As sane as he ever was

The essays in question are unabashedly misogynistic; to find their parallel you would have to read a lot of Andrea Dworkin, sex as rape, etc.; they're that bad.  Imagine the weirdest, strangest extended rant you've ever read on the Internet.  Sim's riffs on men and women will probably match it down to the most insane detail.

 

During the process of creating his 6,000 page epic, Sim has come to regard contemporary Western society as excessively feminized, which in Sim's terms is putting it mildly.  The "male light" has been suffocated by the "female void".  Women are parasites.  If men could realize the extent to which they have been fooled into compromising their own (superior) values and ambitions, Sim argues, balance would be restored and various societal ills (homosexuality, feminism, the therapy industry, many, many other things) alleviated.  If you dilute it to one part per thousand you might get something vaguely defendable out of this, but not as Sim presents it.  He went out of his way to publicize these views, and Cerebus, formerly one of the most highly regarded independent comics, became known (a little unfairly, but not much) as the scribblings of a lunatic.

 

Cerebus did not suddenly acquire religious overtones – Sim's heavily satirical exposition of religion's frauds mark some of his finest output – but it did eventually acquire a minutely detailed cosmology, a fusion of monotheisms that, being the product of Sim's peculiar outlook, and proceeding from a series of enormous leaps in logic, is not much more interesting than any other schizophrenic worldview.  This cosmology worked its way intricately into everything about Cerebus from there on out, mostly to the detriment of the comic.

 

From the start Sim's fascination with coincidence and occult thinking marked him out as an unusual figure to be making any big points about politics or religion.  His clashes with comic book industry figures sometimes had the character of an argument one might overhear outside a methadone clinic.  So even at his best Sim was always right at the edge seeing how close he could balance himself.
━━━━━━━━
REQUIRED ACTION 1 ▸ In the essay on Sim and Cerebus, how many pages long is Sim's epic?
REQUIRED ACTION 2 ▸ Carry the essay on Sim and Cerebus forward from its final sentence.

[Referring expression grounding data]
━━━━━━━━
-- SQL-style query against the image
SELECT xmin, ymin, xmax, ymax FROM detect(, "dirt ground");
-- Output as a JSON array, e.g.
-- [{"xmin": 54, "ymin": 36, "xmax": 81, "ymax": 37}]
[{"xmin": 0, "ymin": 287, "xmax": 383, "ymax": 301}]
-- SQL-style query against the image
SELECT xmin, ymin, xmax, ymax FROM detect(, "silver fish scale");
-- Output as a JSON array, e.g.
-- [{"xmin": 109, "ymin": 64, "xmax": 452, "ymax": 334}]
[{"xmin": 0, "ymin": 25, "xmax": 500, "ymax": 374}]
━━━━━━━━
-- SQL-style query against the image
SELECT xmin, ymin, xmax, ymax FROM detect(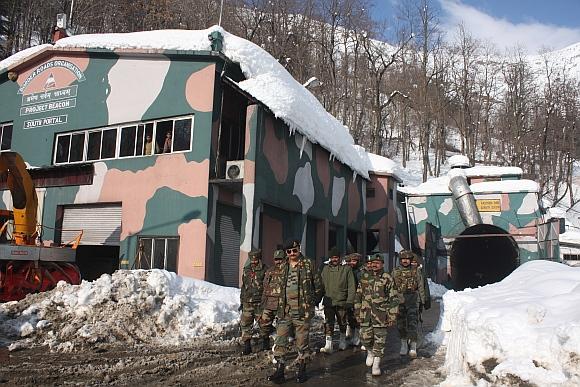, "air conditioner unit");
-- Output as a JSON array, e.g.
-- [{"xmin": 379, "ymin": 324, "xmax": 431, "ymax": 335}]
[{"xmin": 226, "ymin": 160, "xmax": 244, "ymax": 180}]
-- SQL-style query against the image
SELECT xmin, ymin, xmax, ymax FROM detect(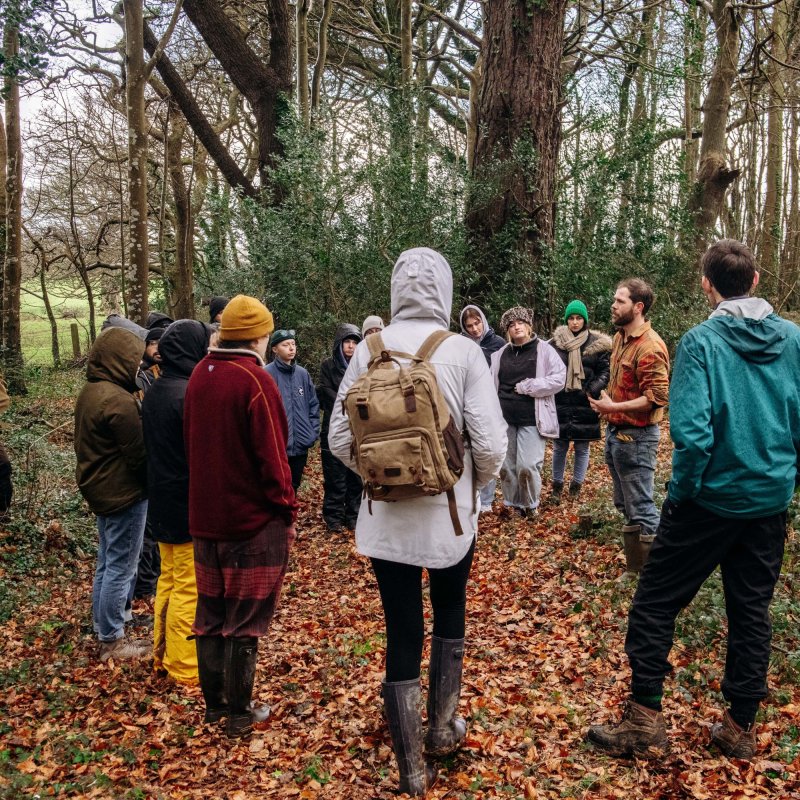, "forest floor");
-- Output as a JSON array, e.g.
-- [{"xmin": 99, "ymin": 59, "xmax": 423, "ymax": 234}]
━━━━━━━━
ANSWER BOX 1 ▸ 6,000 pages.

ANSWER BOX 2 ▸
Surprisingly, then, Cerebus attains moments of bracing wit, clarity, and force right up until the very end.  The Reads volume, which includes pages and pages of Sim's notorious digressions about men and women, also includes one of the tensest, most suspenseful action sequences in comic books – and it doesn't do so badly when put up against the other visual arts.  The Last Day, the final Cerebus volume, shows Sim still capable of top form for pretty long stretches, and rewards the patient reader with a climax that actually manages to bring Sim's amateur religious philosophy to a satisfying close (ending, as predicted, with the death of Cerebus).  (There's also a little joke about "going toward the light".)  Sim's mastery of lettering word balloons gave Cerebus sympathizers one point of uncontroversial praise no matter how weird Sim became (Sim used lettering to do a tremendous amount of work, giving an added kick to the story's best moments).

 

But one is still left with the old wheat/chaff problem – so much of later Cerebus is turgid, ponderous argumentativeness* that the better parts seem like shrinking islands of dramatic accomplishment in an ocean of nonsense.

 

Movies love the one about the misunderstood genius, but it usually comes down to someone who is misunderstood for being amusingly odd, like Robin Williams regaling a class of preppies whose balls haven't dropped yet with his stand-up routine, or the real-life Harvey Pekar moping about as a gruff but lovable loser.  Sim is probably at some level of genius within the confining art form of comic books, but he's the genuine article when it comes to being misunderstood and disliked.  I have a measure of respect for him for that. Monday, December 6, 2004 - 9:39 PM  

 

* Offered the chance in interviews to soften his edges, Sim is insistent on belaboring every point, arguing with every question, and trying to irritate anyone he doesn't think is already in total agreement with him.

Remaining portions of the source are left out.